Reproduce the stretch of lines from the start of the records through the line containing "242 129 L 243", replacing "instance" with "occurrence" and leaving everything else unchanged. Omit the pictures from your answer.

— Start MATERIAL PROVIDED —

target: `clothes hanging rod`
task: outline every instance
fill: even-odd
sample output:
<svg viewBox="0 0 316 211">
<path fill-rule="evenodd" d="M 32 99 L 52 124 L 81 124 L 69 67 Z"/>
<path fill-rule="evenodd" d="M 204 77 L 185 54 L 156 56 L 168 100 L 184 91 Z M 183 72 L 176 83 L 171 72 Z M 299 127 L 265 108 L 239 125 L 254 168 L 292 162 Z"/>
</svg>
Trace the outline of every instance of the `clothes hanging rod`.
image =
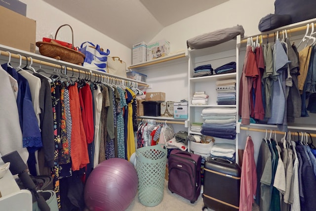
<svg viewBox="0 0 316 211">
<path fill-rule="evenodd" d="M 315 19 L 313 19 L 315 21 L 314 22 L 316 22 L 316 21 L 315 21 Z M 275 37 L 275 36 L 276 36 L 276 32 L 278 31 L 279 33 L 280 33 L 282 32 L 282 31 L 283 30 L 285 30 L 286 31 L 286 33 L 288 34 L 290 34 L 290 33 L 294 33 L 295 32 L 301 32 L 302 31 L 306 31 L 306 29 L 307 28 L 307 26 L 306 26 L 307 24 L 308 23 L 310 23 L 310 26 L 309 27 L 310 28 L 312 27 L 312 24 L 314 24 L 314 23 L 310 23 L 311 21 L 312 21 L 312 20 L 309 21 L 305 21 L 305 22 L 306 22 L 306 23 L 305 24 L 305 25 L 304 26 L 299 26 L 299 27 L 294 27 L 293 28 L 288 28 L 289 27 L 290 27 L 291 25 L 289 26 L 285 26 L 283 27 L 280 27 L 279 28 L 277 28 L 277 29 L 274 29 L 273 30 L 272 30 L 271 31 L 268 31 L 268 32 L 262 32 L 261 34 L 259 34 L 258 35 L 253 35 L 252 36 L 248 36 L 247 37 L 246 37 L 246 38 L 244 38 L 243 40 L 241 40 L 240 41 L 240 43 L 246 43 L 247 42 L 247 39 L 251 37 L 252 37 L 252 41 L 255 41 L 255 39 L 257 37 L 257 36 L 260 36 L 261 35 L 262 35 L 262 39 L 267 39 L 267 38 L 273 38 L 274 37 Z M 314 26 L 315 26 L 315 24 L 314 24 Z M 266 35 L 263 35 L 263 34 L 266 34 Z"/>
<path fill-rule="evenodd" d="M 242 129 L 243 130 L 254 131 L 255 132 L 266 132 L 266 131 L 269 132 L 271 130 L 270 129 L 267 129 L 267 130 L 266 130 L 265 129 L 258 129 L 258 128 L 251 128 L 251 127 L 241 127 L 240 129 Z M 276 130 L 274 129 L 272 129 L 272 130 L 273 131 L 275 131 L 276 133 L 280 134 L 281 135 L 284 135 L 284 133 L 285 133 L 285 132 L 282 132 L 280 131 Z M 292 133 L 296 133 L 296 132 L 294 131 L 290 130 L 289 131 Z M 311 134 L 311 136 L 313 138 L 316 137 L 316 134 L 311 133 L 310 133 L 310 134 Z"/>
<path fill-rule="evenodd" d="M 0 50 L 0 56 L 4 56 L 9 57 L 10 56 L 10 55 L 11 55 L 11 58 L 13 58 L 14 59 L 20 59 L 20 56 L 19 56 L 19 55 L 17 54 L 12 53 L 8 53 L 8 52 L 7 51 L 4 51 Z M 21 55 L 22 56 L 22 60 L 26 61 L 27 59 L 28 62 L 31 62 L 31 61 L 30 57 L 32 57 L 32 56 L 24 56 L 23 55 Z M 54 64 L 51 62 L 45 62 L 44 61 L 41 61 L 37 59 L 34 59 L 32 58 L 32 61 L 33 63 L 39 64 L 40 65 L 45 65 L 49 67 L 52 67 L 53 68 L 64 69 L 64 67 L 63 67 L 64 65 L 61 65 L 57 64 Z M 83 74 L 87 74 L 88 75 L 91 75 L 92 76 L 94 76 L 95 77 L 98 77 L 101 76 L 101 77 L 103 77 L 103 76 L 104 76 L 106 78 L 108 78 L 110 80 L 114 80 L 115 81 L 117 82 L 120 82 L 122 80 L 124 80 L 125 82 L 130 81 L 129 80 L 128 80 L 128 79 L 118 79 L 118 78 L 107 76 L 106 75 L 102 74 L 102 73 L 100 73 L 100 74 L 99 73 L 93 73 L 92 70 L 90 70 L 90 71 L 81 70 L 79 70 L 76 68 L 73 68 L 72 67 L 67 67 L 66 65 L 65 65 L 65 66 L 66 66 L 66 68 L 67 71 L 73 71 L 76 73 L 82 73 Z M 145 87 L 149 86 L 149 85 L 145 84 L 143 84 L 141 82 L 137 82 L 135 83 L 137 83 L 138 84 L 138 85 L 140 86 L 145 86 Z"/>
<path fill-rule="evenodd" d="M 150 122 L 151 121 L 153 121 L 154 123 L 168 123 L 169 124 L 178 124 L 178 125 L 184 125 L 184 123 L 182 122 L 176 122 L 176 121 L 169 121 L 167 120 L 157 120 L 153 119 L 144 119 L 144 118 L 137 118 L 137 120 L 140 121 L 149 121 L 148 122 Z"/>
</svg>

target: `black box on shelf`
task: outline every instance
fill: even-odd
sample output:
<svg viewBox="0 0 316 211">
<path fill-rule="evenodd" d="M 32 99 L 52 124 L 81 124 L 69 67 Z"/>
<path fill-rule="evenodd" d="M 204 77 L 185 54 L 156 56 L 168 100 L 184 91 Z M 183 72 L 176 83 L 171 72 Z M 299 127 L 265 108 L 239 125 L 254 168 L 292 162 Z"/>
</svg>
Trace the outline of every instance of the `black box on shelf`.
<svg viewBox="0 0 316 211">
<path fill-rule="evenodd" d="M 144 115 L 152 117 L 159 117 L 160 103 L 162 101 L 143 101 Z"/>
</svg>

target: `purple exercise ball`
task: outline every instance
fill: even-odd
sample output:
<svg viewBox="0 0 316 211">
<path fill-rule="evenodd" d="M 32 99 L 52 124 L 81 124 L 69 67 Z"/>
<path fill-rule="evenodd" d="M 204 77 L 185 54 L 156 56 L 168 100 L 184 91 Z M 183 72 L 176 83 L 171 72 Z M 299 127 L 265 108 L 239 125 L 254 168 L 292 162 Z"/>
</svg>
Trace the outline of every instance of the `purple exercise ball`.
<svg viewBox="0 0 316 211">
<path fill-rule="evenodd" d="M 98 165 L 87 179 L 84 202 L 90 211 L 125 210 L 137 192 L 138 178 L 133 164 L 111 158 Z"/>
</svg>

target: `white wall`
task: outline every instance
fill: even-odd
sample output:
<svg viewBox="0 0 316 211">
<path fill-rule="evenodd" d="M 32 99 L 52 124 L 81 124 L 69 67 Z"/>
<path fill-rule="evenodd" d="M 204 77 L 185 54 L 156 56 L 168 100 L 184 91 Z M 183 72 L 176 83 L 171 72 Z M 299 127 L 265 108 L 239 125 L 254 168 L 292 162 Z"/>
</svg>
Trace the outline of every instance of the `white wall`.
<svg viewBox="0 0 316 211">
<path fill-rule="evenodd" d="M 110 38 L 65 12 L 42 0 L 21 0 L 27 4 L 27 17 L 36 20 L 36 41 L 42 41 L 43 37 L 54 38 L 58 27 L 70 25 L 74 31 L 75 46 L 89 41 L 111 51 L 110 55 L 119 56 L 127 64 L 131 64 L 131 49 Z M 82 15 L 84 15 L 84 14 Z M 61 28 L 57 39 L 72 42 L 71 31 L 68 26 Z M 38 51 L 38 48 L 37 47 Z"/>
<path fill-rule="evenodd" d="M 260 33 L 261 18 L 274 13 L 274 0 L 230 0 L 164 28 L 151 42 L 166 39 L 171 51 L 187 47 L 187 40 L 203 33 L 241 25 L 245 36 Z"/>
</svg>

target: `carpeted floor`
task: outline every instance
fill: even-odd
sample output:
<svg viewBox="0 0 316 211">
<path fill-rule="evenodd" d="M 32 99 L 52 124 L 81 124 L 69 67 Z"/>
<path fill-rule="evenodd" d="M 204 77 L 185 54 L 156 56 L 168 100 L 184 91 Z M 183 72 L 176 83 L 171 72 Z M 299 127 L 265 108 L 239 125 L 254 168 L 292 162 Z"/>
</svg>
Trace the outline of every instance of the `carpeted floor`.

— End MATERIAL PROVIDED —

§ **RESPONSE**
target: `clothes hanging rod`
task: outline every occurrence
fill: even-odd
sample output:
<svg viewBox="0 0 316 211">
<path fill-rule="evenodd" d="M 32 99 L 52 124 L 81 124 L 69 67 Z"/>
<path fill-rule="evenodd" d="M 204 77 L 185 54 L 156 56 L 168 100 L 184 91 Z M 183 72 L 176 83 L 171 72 Z M 299 127 L 265 108 L 239 125 L 254 168 L 292 162 Z"/>
</svg>
Trace the outline of every occurrence of the `clothes hanging rod`.
image =
<svg viewBox="0 0 316 211">
<path fill-rule="evenodd" d="M 315 19 L 313 19 L 315 21 L 314 22 L 316 22 L 316 21 L 315 21 Z M 275 37 L 275 36 L 276 36 L 276 32 L 278 31 L 279 33 L 280 33 L 282 32 L 282 31 L 283 30 L 285 30 L 286 31 L 286 33 L 288 34 L 290 34 L 290 33 L 294 33 L 295 32 L 301 32 L 302 31 L 306 31 L 306 29 L 307 28 L 307 26 L 306 26 L 307 24 L 308 23 L 310 23 L 310 26 L 309 27 L 310 28 L 312 27 L 312 24 L 314 24 L 314 23 L 310 23 L 311 21 L 312 21 L 312 20 L 309 21 L 305 21 L 305 22 L 306 22 L 306 23 L 305 24 L 305 25 L 304 26 L 299 26 L 299 27 L 294 27 L 293 28 L 288 28 L 289 27 L 290 27 L 291 25 L 289 26 L 285 26 L 283 27 L 280 27 L 279 28 L 277 28 L 277 29 L 274 29 L 273 30 L 272 30 L 271 31 L 268 31 L 268 32 L 262 32 L 261 34 L 259 34 L 258 35 L 253 35 L 252 36 L 248 36 L 247 37 L 246 37 L 246 38 L 244 38 L 243 40 L 241 40 L 240 41 L 240 43 L 246 43 L 247 42 L 247 39 L 251 37 L 252 37 L 252 41 L 255 41 L 255 39 L 257 37 L 257 36 L 260 36 L 261 35 L 262 35 L 262 39 L 267 39 L 267 38 L 273 38 L 274 37 Z M 314 26 L 315 26 L 315 24 L 314 24 Z M 266 35 L 263 35 L 263 34 L 266 34 Z"/>
<path fill-rule="evenodd" d="M 242 129 L 243 130 L 254 131 L 255 132 L 266 132 L 266 131 L 269 132 L 271 130 L 270 129 L 267 129 L 267 130 L 266 130 L 265 129 L 258 129 L 258 128 L 251 128 L 251 127 L 241 127 L 240 129 Z M 276 130 L 274 129 L 272 129 L 272 130 L 273 131 L 275 131 L 276 133 L 280 134 L 281 135 L 284 135 L 284 133 L 285 133 L 285 132 L 282 132 L 280 131 Z M 292 133 L 296 133 L 296 132 L 294 131 L 290 130 L 289 131 Z M 311 134 L 311 136 L 313 138 L 316 137 L 316 134 L 311 133 L 310 133 L 310 134 Z"/>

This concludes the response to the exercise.